YOUR TASK >>
Give back exactly the lines running from the line with "point: tall office" to the end of the entries, and only those lines.

SOURCE RECORDS >>
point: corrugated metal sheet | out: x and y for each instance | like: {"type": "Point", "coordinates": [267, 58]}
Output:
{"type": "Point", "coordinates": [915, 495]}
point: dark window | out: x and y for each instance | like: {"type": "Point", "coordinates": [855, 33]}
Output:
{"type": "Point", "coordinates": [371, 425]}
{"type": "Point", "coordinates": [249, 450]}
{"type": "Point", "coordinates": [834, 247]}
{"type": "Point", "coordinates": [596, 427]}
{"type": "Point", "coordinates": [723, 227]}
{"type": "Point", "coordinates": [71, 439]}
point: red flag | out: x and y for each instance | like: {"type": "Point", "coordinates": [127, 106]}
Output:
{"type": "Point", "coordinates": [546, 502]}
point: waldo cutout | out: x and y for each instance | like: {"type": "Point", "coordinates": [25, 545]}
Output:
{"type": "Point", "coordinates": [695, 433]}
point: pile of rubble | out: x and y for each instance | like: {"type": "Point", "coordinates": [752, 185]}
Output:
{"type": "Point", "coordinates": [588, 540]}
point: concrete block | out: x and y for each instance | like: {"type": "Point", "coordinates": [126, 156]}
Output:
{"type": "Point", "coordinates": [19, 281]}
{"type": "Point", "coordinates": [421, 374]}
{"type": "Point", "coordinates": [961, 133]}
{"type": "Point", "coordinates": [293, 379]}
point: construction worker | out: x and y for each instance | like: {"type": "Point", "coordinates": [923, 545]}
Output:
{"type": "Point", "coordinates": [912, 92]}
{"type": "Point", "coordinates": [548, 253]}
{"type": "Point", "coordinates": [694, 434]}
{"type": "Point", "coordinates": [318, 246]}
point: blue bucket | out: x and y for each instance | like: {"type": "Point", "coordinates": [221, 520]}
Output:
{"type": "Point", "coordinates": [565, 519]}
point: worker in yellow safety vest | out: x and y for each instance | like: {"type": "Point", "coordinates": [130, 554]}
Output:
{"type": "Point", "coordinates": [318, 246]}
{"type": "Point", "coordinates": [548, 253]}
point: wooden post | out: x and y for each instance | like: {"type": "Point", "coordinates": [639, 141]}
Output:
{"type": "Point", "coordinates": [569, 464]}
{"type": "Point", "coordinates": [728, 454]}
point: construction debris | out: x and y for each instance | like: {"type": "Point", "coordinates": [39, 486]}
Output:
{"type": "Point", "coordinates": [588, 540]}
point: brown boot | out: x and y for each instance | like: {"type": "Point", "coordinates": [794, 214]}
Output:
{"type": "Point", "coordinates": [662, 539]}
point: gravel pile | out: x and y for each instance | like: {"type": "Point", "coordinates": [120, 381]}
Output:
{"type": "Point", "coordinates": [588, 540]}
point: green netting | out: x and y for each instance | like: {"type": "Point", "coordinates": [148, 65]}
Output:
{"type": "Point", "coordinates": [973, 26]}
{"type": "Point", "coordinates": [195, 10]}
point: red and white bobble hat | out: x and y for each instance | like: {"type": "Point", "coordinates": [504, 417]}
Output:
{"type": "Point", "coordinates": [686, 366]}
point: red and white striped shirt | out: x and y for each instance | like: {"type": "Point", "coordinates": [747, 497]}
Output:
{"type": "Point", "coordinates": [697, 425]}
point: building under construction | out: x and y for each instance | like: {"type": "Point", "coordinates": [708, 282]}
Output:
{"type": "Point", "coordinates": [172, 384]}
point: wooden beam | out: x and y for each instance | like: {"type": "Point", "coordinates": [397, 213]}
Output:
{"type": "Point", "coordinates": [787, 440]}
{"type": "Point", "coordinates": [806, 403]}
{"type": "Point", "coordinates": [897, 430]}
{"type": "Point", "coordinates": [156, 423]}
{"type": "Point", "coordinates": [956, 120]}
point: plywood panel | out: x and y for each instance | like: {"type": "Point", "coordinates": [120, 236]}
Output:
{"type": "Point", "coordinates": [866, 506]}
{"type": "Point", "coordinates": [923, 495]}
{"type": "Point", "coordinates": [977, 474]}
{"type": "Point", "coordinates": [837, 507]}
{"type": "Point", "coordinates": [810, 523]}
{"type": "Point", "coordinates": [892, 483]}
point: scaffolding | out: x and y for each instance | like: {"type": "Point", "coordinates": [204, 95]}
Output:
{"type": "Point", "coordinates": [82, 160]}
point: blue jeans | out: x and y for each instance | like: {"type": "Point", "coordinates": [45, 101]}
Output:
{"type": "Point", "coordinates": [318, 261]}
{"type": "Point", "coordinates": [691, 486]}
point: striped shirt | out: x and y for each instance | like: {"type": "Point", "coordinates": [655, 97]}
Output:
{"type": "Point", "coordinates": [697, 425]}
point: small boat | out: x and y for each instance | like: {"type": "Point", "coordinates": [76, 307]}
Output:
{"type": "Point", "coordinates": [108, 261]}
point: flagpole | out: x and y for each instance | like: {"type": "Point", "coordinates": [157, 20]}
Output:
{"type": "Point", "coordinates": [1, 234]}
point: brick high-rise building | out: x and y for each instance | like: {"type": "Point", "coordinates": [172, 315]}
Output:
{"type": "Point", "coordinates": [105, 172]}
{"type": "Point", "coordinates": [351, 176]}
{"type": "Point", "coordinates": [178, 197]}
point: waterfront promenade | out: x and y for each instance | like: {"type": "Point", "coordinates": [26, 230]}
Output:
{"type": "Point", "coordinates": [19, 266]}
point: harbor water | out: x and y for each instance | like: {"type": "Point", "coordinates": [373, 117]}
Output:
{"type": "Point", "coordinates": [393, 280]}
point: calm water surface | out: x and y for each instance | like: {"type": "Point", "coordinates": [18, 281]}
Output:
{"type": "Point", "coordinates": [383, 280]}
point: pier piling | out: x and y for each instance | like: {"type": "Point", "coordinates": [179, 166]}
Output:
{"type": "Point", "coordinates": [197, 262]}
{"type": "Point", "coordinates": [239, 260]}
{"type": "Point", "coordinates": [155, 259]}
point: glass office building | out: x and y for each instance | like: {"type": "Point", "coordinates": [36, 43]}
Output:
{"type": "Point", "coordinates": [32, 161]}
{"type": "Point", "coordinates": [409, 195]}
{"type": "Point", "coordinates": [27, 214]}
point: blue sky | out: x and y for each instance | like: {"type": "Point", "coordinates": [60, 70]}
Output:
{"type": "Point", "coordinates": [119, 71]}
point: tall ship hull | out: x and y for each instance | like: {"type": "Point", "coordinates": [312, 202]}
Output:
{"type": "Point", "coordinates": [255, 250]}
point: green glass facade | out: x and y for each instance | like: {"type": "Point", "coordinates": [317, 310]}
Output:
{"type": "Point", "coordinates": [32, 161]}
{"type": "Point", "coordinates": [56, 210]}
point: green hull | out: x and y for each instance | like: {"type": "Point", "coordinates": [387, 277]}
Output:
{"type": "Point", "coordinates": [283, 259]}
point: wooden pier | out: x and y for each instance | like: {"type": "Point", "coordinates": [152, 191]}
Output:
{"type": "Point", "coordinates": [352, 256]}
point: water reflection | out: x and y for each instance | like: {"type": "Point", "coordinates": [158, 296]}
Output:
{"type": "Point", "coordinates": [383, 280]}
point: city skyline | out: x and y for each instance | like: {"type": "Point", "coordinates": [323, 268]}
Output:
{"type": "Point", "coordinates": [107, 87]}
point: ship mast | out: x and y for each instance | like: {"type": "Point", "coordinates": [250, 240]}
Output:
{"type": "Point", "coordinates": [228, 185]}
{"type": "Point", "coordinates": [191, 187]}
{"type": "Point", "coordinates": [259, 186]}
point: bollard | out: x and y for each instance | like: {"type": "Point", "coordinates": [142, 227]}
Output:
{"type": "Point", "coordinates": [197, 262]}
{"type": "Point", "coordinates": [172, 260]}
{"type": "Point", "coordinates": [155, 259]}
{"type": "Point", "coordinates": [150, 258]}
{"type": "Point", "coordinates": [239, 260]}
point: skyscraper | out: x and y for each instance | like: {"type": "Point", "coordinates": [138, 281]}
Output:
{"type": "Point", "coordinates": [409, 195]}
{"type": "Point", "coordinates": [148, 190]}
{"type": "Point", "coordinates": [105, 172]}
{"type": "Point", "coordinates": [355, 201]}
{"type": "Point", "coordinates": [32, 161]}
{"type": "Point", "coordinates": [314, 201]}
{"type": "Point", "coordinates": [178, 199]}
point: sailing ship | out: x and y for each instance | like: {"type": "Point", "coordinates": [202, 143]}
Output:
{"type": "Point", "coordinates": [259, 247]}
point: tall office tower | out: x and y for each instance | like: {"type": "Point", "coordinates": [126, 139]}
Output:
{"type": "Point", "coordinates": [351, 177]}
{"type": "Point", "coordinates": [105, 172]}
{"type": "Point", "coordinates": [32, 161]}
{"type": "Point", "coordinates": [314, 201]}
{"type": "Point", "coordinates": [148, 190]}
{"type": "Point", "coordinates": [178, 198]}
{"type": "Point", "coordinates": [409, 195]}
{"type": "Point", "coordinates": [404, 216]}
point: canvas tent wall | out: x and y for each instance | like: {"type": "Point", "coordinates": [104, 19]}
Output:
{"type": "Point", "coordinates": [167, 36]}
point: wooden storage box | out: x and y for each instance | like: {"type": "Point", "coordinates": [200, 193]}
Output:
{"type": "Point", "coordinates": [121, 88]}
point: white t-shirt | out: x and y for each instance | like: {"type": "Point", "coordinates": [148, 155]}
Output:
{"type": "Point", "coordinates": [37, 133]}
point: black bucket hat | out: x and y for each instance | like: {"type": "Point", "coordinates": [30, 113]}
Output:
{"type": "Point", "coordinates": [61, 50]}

PROBLEM SOLUTION >>
point: tall office tower | out: x and y for each instance | like: {"type": "Point", "coordinates": [126, 139]}
Output:
{"type": "Point", "coordinates": [351, 177]}
{"type": "Point", "coordinates": [105, 172]}
{"type": "Point", "coordinates": [32, 161]}
{"type": "Point", "coordinates": [314, 201]}
{"type": "Point", "coordinates": [148, 190]}
{"type": "Point", "coordinates": [178, 198]}
{"type": "Point", "coordinates": [409, 195]}
{"type": "Point", "coordinates": [404, 216]}
point: canvas tent wall | out: x and y for each instance | like: {"type": "Point", "coordinates": [104, 19]}
Output:
{"type": "Point", "coordinates": [167, 36]}
point: wooden storage box | out: x and y for each instance | like: {"type": "Point", "coordinates": [200, 193]}
Output:
{"type": "Point", "coordinates": [121, 88]}
point: white t-shirt | out: x and y for each instance | like: {"type": "Point", "coordinates": [148, 155]}
Output:
{"type": "Point", "coordinates": [37, 133]}
point: black bucket hat | out: x and y for each instance | like: {"type": "Point", "coordinates": [30, 113]}
Output:
{"type": "Point", "coordinates": [61, 50]}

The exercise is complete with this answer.